__CHALLENGE 1__: Reproduce the perovskite nanocrystal passage from "Dynamic light scattering" up to and including "the photoluminescence spectra.", replacing "bandgap" with "band gap".
__CHALLENGE 2__: Carry on writing the perovskite nanocrystal passage, starting after its last sentence.

__PROVIDED TEXT__:
•••

Dynamic light scattering (DLS) measurements were performed to determine the size of the nanoparticles. Average sizes were 8 ± 1 nm for CsPbCl1.5Br1.5, 9 ± 1 nm for CsPbClBr2 and 10 ± 1 nm for CsPbBr3, consistent with the TEM imaging. The DLS spectra can be seen in Figure 2B, showing the relevant size distributions. As the bromine ratio increases, so too does the average particle size. For nanoparticles, as the size of the material decreases, the bandgap increases as the crystal lattice becomes smaller [21] and quantum confinement effects occur [22]. However, in these samples the halide present has a far greater impact on the bandgap, and therefore the emission peak of the samples is dominated by the amount of Br present, as can be seen in the photoluminescence spectra.

Normalised photoluminescence spectra of the nanocrystal dispersions can be seen in Figure 2C, illuminated by a 405 nm laser. The peak emission wavelengths for the dispersions were CsPbCl1.5Br1.5 = 450 ± 2 nm, CsPbClBr2 = 475 ± 2 nm and CsPbBr3 = 512 ± 2 nm, agreeing with the reported emission peak wavelengths from the supplier. CsPbBr3 NC thin films have been reported to have peak photoluminescence emissions of 508 nm for a thin film of 2 nm nanoparticles [23] and 550 nm for a thin film of 9 nm radii nanoparticles [19]. The range of peak emission wavelengths measured for these materials shows the impact of the size of the nanoparticles. In our samples the peak intensities of the dispersions increased with the amount of Br present. Taking the CsPbCl1.5Br1.5 peak intensity as 100%, the CsPbClBr2 had an intensity of 175% and the CsPbBr3 200% as shown in Supplementary Figure S1A The decreased light yield for lead halide perovskites with chlorine present has also been seen in studies of organic FA lead halide nanoparticles [4].

Absorption spectra are also shown in Figure 2C, with absorption edges at CsPbCl1.5Br1.5 = 446.0 ± .5 nm, CsPbClBr2 = 474.5 ± .5 nm and CsPbBr3 = 510.5 ± .5 nm. It can be determined that the resulting Stokes-shift of the dispersions is slight, on the order of 1 nm, indicating that self-absorption may be occurring at the higher energies of the emission.

•••

__PROVIDED MATERIAL__:
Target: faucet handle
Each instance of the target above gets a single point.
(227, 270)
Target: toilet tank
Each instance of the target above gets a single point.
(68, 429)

•••

__TASK OUTPUT 1__:
Dynamic light scattering (DLS) measurements were performed to determine the size of the nanoparticles. Average sizes were 8 ± 1 nm for CsPbCl1.5Br1.5, 9 ± 1 nm for CsPbClBr2 and 10 ± 1 nm for CsPbBr3, consistent with the TEM imaging. The DLS spectra can be seen in Figure 2B, showing the relevant size distributions. As the bromine ratio increases, so too does the average particle size. For nanoparticles, as the size of the material decreases, the band gap increases as the crystal lattice becomes smaller [21] and quantum confinement effects occur [22]. However, in these samples the halide present has a far greater impact on the band gap, and therefore the emission peak of the samples is dominated by the amount of Br present, as can be seen in the photoluminescence spectra.

__TASK OUTPUT 2__:
To investigate the effect of temperature on the emission spectra, photoluminescence spectra were taken in the range 293–77 K with drop cast samples of all three dispersions. The various spectra for the CsPbCl1Br2 drop cast spectra can be seen in Figure 2D. It can be seen that as the temperature decreases, the intensity of the peak increases and the peak wavelength shifts to a lower energy. Upon cooling the bandgap decreases in these materials, unlike for traditional semiconductors, causing the red shift in the peak emission. Due to the low exciton binding energy, there is also a significant increase in light intensity upon cooling. Figure 2E shows that for all three dispersions the FWHM of the spectra decreases with temperature, due to a reduction in thermal broadening [24]. Sub-structure in the photoluminescence spectra due to exciton emission is not observed in our data acquired at 77K, which would require temperatures of around 10K to be visible [25, 26].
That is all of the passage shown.